Supplied passage
Just days after receiving the world’s highest nursing honour, the Florence Nightingale medal, Kiwi nurse Andrew Cameron flew off to start his next Red Cross mission.
First stop Geneva to be briefed, then on to Kandahar – his third mission in Afghanistan since he started aid work for the humanitarian agency in 2005.
The prestigious Florence Nightingale medal is awarded by the International Committee of the Red Cross for nurses who distinguish themselves in times of peace or war by showing “exceptional courage and devotion to the wounded, sick or disabled or to civilian victims of conflict or disaster”.
Sir Jerry Mateparae, the Governor-General, presented Cameron with his medal at a Government House ceremony recently when he was back in New Zealand between missions.
Cameron found out about his award in June while serving in South Ossetia (near Georgia). The former war zone was one of his more “relaxed” postings in a Red Cross career that’s included nursing the war wounded on the Sudan border, managing a hospital project near the Khyber Pass, serving in Red Cross camps in mountainous north Yemen, and offering emergency training in a city on Iraq’s Euphrates river.
Cameron said he accepted the medal in recognition of all the Kiwi nurses currently working in “desperate situations, harsh environments and places far from ideal”.
Also attending the medal ceremony was former Hutt Valley Hospital director of nursing Vera Ellen, who took on the teenage welder as a nursing student back in 1976 – the only male in a class of 43.

The problem
Rewrite the nursing medal text starting at "Sir Jerry Mateparae, the" and ending at "Iraq’s Euphrates river.", changing "relaxed" to "peaceful".

[Referring expression grounding data]
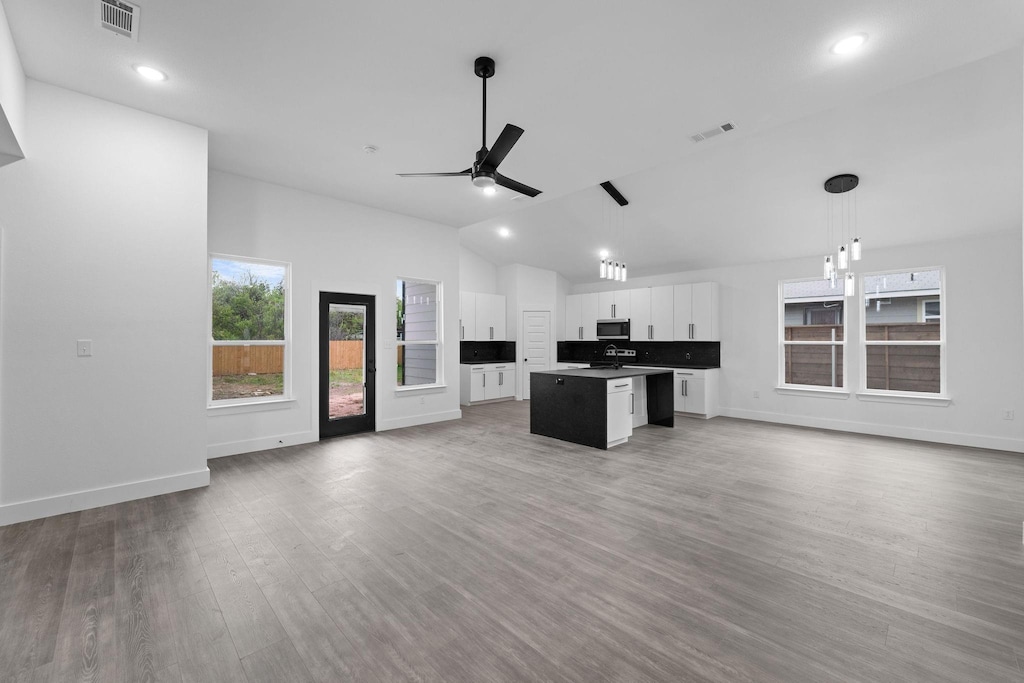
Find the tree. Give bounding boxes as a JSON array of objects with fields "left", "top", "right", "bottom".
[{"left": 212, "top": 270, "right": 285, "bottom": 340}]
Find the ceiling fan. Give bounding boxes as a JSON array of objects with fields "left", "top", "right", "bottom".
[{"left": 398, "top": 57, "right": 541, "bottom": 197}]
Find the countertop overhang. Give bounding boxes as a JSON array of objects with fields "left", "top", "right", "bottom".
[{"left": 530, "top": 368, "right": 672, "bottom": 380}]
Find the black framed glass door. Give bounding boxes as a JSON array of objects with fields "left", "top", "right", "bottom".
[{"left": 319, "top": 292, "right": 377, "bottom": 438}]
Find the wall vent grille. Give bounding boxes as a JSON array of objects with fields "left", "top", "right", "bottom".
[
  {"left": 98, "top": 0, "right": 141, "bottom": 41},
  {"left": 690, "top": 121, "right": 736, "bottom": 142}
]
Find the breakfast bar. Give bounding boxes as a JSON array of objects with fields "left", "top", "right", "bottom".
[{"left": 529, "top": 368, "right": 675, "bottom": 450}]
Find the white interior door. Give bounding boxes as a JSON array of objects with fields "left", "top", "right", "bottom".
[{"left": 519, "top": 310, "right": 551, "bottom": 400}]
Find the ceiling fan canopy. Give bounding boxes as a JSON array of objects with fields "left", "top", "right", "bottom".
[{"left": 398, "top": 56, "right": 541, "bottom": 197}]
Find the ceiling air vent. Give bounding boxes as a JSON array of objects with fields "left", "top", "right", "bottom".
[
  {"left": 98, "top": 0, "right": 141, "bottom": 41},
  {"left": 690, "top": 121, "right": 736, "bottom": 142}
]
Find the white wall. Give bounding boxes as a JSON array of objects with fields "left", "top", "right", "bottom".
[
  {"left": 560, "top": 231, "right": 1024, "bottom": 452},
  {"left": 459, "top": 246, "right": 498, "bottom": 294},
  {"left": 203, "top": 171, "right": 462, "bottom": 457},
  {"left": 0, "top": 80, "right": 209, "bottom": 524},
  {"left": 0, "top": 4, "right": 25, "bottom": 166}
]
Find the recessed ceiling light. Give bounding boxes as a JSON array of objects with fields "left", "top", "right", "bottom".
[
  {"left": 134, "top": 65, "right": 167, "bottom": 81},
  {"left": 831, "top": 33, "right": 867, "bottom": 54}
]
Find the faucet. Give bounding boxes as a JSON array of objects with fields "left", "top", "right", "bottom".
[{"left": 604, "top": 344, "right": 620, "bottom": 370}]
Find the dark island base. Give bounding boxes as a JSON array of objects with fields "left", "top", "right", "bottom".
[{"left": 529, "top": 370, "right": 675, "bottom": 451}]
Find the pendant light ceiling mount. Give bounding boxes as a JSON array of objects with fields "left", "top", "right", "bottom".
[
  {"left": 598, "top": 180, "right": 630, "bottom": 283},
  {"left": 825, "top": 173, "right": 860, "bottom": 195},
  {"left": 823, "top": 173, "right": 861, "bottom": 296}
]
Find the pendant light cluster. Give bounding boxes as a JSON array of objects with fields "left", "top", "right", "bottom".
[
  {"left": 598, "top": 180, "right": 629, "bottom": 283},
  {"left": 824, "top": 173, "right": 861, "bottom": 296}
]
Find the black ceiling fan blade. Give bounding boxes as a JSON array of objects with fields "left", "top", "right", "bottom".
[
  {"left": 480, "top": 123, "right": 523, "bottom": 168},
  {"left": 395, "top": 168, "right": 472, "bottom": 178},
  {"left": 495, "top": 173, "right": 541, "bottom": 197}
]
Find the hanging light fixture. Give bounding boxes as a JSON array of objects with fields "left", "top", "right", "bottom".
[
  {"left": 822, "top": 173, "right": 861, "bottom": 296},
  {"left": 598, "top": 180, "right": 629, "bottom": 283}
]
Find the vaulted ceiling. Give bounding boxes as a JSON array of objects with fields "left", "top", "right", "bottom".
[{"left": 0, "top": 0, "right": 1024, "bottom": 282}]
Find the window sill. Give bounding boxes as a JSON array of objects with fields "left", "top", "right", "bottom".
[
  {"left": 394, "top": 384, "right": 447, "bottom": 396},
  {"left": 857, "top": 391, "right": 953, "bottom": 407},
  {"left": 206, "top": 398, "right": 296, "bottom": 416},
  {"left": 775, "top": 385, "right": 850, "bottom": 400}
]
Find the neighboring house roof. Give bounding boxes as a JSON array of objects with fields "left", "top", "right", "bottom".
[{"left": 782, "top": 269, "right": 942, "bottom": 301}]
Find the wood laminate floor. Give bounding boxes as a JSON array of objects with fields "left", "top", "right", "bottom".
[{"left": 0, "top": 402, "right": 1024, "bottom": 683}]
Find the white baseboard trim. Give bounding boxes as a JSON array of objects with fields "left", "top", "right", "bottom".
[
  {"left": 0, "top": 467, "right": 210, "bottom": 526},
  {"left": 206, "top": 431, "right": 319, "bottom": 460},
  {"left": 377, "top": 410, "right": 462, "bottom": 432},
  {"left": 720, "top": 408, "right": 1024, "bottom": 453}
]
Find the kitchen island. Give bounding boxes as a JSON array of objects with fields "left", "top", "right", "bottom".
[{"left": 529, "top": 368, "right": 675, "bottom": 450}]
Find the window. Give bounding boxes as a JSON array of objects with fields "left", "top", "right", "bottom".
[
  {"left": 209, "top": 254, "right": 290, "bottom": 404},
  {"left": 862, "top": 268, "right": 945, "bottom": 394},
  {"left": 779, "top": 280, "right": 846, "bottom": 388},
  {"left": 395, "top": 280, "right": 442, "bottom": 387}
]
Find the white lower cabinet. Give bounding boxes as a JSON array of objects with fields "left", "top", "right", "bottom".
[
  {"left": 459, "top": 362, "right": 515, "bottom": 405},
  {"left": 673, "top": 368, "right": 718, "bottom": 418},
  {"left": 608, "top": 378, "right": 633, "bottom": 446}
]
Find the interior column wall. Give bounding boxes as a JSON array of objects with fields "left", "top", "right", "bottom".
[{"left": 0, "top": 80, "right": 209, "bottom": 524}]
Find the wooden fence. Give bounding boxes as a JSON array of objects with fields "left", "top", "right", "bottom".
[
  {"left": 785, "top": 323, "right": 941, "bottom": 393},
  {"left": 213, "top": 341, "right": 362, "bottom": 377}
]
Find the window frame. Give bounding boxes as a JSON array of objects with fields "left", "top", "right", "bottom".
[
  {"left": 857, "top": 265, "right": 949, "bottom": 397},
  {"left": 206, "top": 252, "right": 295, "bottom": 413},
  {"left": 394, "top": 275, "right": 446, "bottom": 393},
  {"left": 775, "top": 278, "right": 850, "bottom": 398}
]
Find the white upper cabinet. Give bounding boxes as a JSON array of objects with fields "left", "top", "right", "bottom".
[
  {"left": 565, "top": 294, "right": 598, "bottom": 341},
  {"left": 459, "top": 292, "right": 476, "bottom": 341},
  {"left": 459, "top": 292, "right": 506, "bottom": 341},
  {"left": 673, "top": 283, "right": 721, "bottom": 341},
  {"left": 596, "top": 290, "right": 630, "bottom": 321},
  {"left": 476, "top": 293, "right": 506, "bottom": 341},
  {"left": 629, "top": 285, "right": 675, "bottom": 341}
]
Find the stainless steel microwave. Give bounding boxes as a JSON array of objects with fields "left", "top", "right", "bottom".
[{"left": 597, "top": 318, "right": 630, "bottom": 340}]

...

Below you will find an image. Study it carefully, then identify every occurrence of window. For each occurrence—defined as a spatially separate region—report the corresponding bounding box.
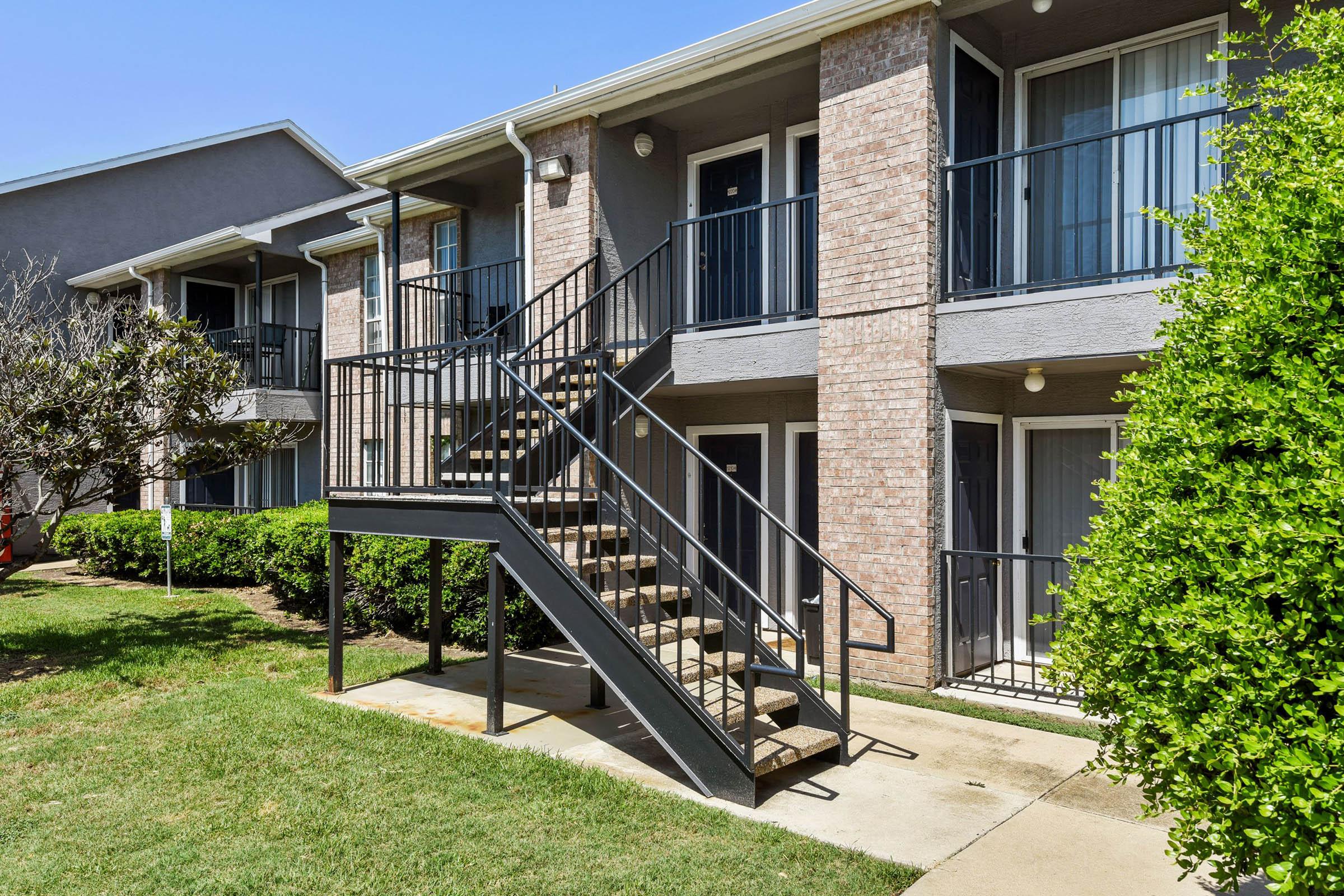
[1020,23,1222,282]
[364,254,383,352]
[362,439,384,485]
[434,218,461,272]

Solution
Sir Jerry Mateparae, the Governor-General, presented Cameron with his medal at a Government House ceremony recently when he was back in New Zealand between missions.
Cameron found out about his award in June while serving in South Ossetia (near Georgia). The former war zone was one of his more “peaceful” postings in a Red Cross career that’s included nursing the war wounded on the Sudan border, managing a hospital project near the Khyber Pass, serving in Red Cross camps in mountainous north Yemen, and offering emergency training in a city on Iraq’s Euphrates river.